▸ **Work required**
From the line containing "point: dragonfly -- for" to the line containing "point: exposed dark" in the records below, set down every line exactly as it stands, both ends included, and skip the pictures.

(Records drawn from a dataset)
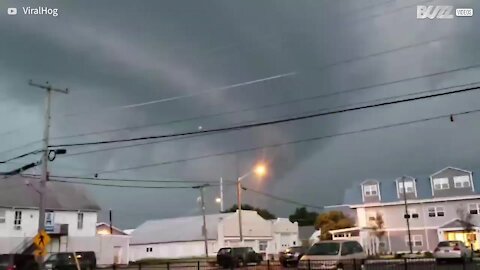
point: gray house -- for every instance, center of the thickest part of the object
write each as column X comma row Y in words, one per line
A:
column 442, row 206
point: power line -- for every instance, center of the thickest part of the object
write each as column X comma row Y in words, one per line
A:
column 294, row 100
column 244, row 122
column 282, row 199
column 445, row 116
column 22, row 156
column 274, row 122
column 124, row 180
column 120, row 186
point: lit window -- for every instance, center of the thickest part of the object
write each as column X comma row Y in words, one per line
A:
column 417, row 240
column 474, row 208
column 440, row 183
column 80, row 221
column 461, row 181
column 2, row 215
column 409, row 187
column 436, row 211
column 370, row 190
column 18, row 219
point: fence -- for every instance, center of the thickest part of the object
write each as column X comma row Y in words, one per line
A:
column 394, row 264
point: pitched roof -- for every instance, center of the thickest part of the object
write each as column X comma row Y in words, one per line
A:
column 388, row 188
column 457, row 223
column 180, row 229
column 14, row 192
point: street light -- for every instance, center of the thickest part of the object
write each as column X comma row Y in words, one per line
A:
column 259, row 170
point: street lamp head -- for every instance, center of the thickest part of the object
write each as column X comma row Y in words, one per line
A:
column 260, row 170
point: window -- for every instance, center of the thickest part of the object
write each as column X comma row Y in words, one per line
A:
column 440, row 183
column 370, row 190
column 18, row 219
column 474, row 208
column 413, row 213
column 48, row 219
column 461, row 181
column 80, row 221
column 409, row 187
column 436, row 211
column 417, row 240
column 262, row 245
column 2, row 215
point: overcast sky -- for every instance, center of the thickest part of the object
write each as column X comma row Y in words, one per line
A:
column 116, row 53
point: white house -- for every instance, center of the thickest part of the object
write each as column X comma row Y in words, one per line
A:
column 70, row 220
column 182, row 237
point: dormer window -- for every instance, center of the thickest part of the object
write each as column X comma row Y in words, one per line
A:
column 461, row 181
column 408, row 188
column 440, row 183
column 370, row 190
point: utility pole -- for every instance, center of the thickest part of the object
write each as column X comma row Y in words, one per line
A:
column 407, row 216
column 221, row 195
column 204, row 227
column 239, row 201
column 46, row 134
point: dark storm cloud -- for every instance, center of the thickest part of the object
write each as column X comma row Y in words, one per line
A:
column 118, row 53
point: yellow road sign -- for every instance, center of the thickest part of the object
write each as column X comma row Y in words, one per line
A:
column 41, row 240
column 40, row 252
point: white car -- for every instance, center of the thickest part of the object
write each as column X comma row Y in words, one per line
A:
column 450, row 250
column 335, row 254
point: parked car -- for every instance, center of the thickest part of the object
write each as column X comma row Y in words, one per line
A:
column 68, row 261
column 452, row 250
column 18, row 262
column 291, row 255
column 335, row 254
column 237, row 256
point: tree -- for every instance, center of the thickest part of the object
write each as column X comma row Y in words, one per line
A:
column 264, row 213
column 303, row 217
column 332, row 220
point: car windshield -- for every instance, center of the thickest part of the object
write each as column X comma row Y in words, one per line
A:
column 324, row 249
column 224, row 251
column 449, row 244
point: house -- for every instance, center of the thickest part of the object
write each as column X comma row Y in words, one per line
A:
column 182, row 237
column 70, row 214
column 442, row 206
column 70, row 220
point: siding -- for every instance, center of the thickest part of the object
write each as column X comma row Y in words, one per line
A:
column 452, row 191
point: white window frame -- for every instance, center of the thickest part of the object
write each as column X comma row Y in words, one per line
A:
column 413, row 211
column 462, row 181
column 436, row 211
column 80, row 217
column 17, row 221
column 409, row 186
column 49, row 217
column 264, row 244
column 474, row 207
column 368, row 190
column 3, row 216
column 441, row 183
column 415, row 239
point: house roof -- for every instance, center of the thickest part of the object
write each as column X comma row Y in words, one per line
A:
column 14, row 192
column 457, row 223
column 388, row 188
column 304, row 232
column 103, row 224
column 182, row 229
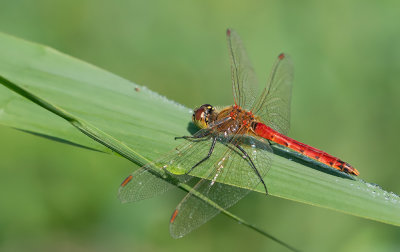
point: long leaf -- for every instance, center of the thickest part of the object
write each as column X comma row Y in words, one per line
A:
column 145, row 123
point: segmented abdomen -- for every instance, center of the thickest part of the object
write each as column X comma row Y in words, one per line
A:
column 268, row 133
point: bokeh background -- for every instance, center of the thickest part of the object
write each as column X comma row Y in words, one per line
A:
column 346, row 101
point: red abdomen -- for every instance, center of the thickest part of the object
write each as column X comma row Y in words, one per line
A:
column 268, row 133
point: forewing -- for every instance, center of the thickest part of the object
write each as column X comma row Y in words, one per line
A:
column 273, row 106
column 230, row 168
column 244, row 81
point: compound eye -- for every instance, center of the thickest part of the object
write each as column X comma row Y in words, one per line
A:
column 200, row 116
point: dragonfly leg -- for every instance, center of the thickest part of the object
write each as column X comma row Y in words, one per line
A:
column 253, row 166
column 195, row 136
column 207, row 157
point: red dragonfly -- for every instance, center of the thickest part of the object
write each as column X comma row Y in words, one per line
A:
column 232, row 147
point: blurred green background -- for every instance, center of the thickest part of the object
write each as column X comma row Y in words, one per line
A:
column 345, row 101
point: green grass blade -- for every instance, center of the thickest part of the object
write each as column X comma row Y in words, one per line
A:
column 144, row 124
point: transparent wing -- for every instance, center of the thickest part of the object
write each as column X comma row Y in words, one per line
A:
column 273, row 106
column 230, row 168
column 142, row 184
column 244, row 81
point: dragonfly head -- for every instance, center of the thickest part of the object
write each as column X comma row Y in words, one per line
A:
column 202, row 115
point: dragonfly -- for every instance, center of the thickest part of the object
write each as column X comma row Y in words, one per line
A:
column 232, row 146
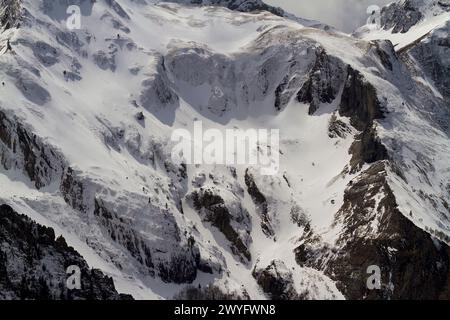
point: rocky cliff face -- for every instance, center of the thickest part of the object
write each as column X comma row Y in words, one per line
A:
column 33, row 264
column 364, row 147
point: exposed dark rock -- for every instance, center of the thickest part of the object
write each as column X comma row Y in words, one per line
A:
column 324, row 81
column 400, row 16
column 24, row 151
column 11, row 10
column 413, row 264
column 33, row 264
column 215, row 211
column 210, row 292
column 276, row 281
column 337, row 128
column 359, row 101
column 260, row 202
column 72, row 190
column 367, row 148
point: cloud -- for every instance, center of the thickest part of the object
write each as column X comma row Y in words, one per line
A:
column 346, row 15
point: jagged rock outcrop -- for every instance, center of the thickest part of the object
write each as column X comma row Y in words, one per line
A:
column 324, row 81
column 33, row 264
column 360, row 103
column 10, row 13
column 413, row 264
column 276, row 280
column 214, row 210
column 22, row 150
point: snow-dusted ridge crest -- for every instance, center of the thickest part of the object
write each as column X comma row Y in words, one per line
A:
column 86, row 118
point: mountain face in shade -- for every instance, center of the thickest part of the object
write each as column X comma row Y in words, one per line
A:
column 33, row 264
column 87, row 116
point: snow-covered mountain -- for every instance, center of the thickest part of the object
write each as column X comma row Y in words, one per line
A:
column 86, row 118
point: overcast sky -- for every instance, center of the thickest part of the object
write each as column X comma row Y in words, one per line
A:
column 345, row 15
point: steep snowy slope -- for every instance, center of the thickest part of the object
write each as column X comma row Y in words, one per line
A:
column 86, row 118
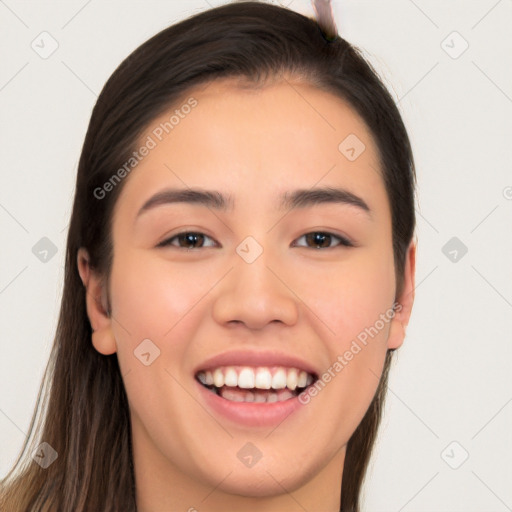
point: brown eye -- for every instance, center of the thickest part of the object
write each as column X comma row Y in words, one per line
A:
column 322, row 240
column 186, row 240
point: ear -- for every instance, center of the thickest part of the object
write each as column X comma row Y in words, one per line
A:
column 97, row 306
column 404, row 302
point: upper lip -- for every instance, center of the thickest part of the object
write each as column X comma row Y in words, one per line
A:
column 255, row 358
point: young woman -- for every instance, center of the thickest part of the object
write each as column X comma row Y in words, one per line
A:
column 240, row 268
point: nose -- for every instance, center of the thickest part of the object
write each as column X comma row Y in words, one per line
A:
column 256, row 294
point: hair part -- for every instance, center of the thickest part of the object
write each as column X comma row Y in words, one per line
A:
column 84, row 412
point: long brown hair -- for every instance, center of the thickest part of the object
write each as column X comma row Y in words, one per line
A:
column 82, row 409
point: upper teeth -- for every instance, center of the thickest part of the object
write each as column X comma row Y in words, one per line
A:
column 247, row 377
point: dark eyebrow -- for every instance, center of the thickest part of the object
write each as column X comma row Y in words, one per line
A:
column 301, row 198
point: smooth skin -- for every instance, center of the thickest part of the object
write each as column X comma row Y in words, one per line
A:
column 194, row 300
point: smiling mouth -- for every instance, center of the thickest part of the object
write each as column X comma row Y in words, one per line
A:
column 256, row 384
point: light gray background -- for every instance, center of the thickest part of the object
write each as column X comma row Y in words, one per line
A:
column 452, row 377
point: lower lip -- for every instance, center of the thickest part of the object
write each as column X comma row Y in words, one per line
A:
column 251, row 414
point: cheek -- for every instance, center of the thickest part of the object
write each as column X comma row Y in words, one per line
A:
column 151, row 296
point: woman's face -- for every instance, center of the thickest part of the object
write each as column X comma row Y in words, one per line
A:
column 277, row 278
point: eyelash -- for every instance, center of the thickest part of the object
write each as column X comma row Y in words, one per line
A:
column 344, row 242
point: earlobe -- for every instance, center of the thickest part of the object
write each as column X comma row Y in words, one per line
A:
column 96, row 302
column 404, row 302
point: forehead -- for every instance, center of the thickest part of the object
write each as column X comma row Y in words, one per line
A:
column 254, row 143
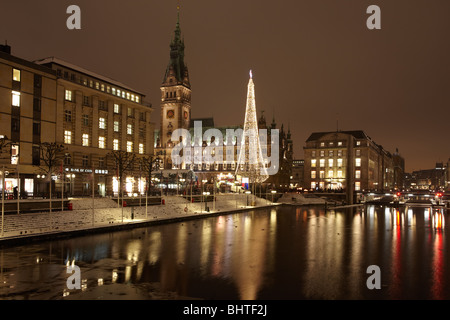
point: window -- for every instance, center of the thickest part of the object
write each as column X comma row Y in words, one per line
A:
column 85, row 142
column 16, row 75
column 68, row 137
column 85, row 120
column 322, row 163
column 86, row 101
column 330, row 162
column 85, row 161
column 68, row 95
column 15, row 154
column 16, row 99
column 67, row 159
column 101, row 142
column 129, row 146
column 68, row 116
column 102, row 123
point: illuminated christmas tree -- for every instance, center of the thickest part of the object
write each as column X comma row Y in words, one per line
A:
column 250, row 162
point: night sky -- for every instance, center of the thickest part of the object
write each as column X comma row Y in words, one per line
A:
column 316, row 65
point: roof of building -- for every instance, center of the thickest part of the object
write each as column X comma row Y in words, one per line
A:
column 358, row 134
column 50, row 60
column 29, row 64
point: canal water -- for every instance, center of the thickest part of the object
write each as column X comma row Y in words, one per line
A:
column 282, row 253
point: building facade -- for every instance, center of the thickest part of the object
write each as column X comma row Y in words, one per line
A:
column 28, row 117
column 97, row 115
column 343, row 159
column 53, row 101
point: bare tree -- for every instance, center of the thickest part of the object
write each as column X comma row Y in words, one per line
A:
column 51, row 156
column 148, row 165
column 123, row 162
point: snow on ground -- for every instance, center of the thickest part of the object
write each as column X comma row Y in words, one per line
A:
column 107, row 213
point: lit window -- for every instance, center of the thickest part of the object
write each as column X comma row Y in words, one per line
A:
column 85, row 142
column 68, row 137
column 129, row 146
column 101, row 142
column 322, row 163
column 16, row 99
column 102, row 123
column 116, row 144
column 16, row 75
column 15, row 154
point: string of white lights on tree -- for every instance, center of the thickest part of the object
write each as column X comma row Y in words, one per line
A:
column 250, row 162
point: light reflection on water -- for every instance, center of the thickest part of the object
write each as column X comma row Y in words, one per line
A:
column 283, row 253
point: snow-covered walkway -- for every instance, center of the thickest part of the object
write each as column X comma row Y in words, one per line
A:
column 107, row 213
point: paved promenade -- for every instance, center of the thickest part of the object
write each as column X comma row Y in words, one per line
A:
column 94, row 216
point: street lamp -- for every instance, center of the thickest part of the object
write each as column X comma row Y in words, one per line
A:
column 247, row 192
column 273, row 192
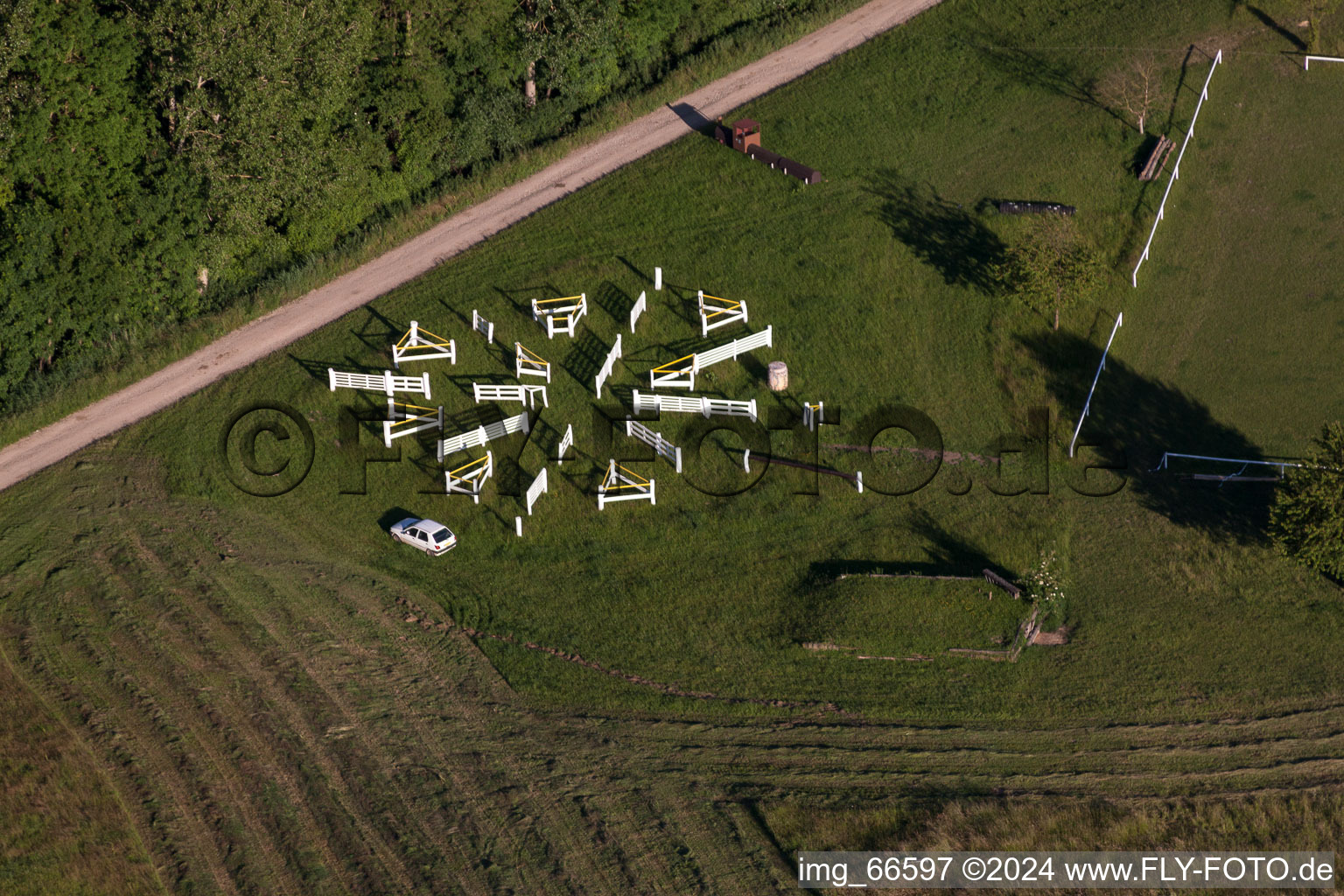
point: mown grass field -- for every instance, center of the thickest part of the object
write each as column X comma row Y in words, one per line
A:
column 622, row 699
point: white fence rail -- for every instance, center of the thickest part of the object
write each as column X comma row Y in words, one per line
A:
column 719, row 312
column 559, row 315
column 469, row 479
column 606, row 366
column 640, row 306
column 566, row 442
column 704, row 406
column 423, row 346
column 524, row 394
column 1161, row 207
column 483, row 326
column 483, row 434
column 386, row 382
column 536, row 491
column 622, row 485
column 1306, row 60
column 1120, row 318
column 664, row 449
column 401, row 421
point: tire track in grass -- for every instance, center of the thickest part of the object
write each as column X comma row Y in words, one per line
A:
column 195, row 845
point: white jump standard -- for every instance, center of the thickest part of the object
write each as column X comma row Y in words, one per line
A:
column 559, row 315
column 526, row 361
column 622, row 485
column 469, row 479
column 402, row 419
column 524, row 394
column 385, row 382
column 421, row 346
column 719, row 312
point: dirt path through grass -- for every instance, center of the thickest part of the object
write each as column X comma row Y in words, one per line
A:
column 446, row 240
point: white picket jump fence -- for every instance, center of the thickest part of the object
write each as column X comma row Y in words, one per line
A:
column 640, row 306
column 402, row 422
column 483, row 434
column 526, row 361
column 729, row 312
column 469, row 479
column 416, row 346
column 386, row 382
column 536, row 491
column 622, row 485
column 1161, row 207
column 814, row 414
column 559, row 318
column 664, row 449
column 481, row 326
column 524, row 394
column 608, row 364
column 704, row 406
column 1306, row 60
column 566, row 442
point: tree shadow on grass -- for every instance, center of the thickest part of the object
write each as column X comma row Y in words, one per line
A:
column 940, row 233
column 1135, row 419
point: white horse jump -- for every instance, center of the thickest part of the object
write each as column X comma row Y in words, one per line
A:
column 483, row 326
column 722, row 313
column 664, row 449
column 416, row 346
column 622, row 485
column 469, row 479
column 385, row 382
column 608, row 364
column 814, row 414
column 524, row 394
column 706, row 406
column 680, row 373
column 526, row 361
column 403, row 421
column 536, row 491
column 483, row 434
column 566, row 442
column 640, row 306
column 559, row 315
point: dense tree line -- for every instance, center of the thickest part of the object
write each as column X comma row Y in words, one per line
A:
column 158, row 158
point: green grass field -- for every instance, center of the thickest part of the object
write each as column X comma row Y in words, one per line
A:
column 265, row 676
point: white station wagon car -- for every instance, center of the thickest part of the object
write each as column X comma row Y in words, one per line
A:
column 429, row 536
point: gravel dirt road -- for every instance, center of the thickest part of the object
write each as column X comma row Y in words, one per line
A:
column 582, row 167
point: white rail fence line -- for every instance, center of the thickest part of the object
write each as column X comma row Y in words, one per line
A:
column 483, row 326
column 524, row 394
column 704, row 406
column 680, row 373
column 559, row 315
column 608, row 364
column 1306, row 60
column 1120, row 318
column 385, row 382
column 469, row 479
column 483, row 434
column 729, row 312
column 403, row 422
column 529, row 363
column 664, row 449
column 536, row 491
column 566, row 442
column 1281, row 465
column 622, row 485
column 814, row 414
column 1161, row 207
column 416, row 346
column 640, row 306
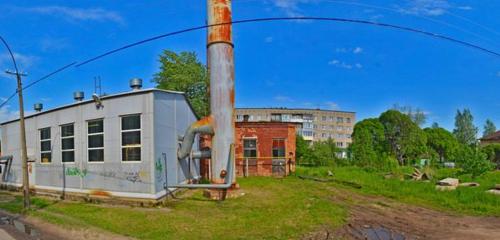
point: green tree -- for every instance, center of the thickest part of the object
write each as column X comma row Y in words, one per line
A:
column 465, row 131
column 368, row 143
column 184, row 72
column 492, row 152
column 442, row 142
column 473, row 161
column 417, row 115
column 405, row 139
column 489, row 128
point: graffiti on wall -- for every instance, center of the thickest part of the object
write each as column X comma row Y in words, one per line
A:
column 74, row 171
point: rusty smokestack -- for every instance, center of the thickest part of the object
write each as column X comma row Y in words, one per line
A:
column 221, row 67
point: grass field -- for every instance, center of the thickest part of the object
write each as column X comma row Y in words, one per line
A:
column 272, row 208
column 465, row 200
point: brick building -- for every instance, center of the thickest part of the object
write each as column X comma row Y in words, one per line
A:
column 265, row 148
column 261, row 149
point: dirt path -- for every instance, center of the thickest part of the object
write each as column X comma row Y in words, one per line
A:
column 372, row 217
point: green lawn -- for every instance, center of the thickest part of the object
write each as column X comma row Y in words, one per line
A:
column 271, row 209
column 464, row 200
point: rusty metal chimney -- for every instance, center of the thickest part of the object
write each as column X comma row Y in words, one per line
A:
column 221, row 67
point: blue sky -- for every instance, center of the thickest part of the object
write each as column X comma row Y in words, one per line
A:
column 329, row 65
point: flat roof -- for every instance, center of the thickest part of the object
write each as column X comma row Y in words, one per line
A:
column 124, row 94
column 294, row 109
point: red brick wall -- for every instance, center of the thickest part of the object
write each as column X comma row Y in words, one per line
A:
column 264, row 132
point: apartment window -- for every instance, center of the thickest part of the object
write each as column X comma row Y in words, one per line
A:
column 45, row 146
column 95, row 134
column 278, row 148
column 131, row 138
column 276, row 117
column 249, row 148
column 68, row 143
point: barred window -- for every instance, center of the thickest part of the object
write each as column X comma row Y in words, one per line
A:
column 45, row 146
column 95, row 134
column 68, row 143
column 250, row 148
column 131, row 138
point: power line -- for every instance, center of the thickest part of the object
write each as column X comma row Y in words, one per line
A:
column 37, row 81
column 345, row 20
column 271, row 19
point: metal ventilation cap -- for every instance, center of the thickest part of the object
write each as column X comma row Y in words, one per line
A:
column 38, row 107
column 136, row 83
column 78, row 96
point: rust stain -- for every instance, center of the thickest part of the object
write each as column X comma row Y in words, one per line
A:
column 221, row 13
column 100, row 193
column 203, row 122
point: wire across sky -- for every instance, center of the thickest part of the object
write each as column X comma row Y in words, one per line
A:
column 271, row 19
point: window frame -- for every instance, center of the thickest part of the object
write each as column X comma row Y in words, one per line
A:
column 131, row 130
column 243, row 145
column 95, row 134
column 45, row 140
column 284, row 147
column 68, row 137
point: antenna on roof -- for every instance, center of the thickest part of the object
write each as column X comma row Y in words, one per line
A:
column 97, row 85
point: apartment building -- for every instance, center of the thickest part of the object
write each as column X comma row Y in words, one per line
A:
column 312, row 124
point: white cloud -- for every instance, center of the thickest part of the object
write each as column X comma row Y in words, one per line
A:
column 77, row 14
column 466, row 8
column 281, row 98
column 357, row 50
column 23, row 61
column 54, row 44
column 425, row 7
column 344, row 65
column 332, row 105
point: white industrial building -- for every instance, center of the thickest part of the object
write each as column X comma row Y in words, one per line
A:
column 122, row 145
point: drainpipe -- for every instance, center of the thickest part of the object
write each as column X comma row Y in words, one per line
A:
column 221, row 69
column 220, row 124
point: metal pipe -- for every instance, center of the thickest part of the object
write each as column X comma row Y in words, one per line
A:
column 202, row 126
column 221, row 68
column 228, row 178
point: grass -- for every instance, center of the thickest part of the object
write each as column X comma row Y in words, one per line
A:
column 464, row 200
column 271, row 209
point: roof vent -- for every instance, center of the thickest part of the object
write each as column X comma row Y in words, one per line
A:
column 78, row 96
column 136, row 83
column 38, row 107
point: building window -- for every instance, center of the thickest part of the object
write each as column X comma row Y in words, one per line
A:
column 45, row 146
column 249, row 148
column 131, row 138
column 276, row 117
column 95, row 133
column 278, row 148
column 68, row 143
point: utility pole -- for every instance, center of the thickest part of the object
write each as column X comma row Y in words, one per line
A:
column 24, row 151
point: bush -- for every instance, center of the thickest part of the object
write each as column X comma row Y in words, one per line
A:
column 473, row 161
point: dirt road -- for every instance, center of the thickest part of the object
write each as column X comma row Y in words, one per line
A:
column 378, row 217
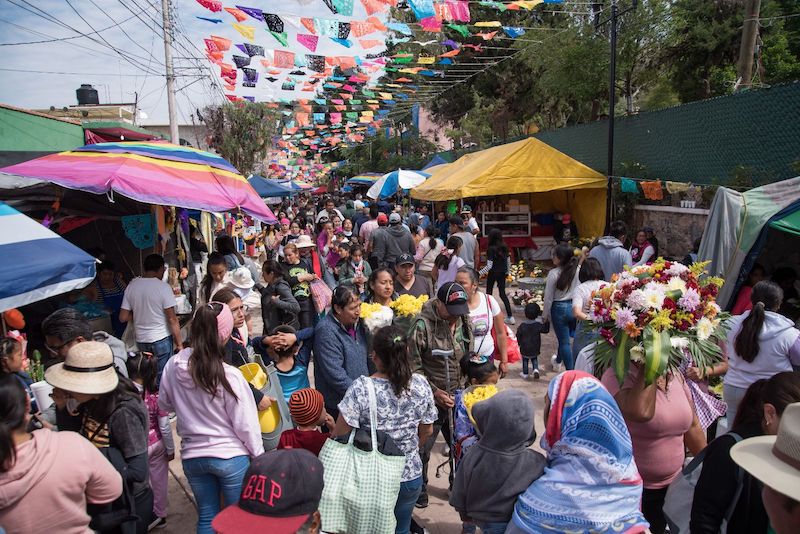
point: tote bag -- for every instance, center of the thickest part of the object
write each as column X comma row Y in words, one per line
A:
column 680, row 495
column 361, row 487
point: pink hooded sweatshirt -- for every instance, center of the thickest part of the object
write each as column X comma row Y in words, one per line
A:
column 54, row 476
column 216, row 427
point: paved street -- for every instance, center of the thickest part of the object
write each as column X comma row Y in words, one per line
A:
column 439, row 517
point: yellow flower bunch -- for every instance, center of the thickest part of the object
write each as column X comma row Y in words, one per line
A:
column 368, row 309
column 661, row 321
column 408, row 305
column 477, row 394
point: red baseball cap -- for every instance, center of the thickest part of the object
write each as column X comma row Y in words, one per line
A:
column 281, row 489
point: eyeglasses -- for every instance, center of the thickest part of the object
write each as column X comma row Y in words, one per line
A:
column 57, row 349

▸ **Output for this task**
point: dragonfly -- for every instance, center of the thickest part of the object
write each as column X comma row Y in words, one per line
A:
column 232, row 146
point: rocky cliff face -- for every instance, center of the thickest part of the object
write each as column X comma row Y in words, one per line
A:
column 33, row 264
column 364, row 147
point: exposed dark rock -- for every instance, center of the thickest part of the object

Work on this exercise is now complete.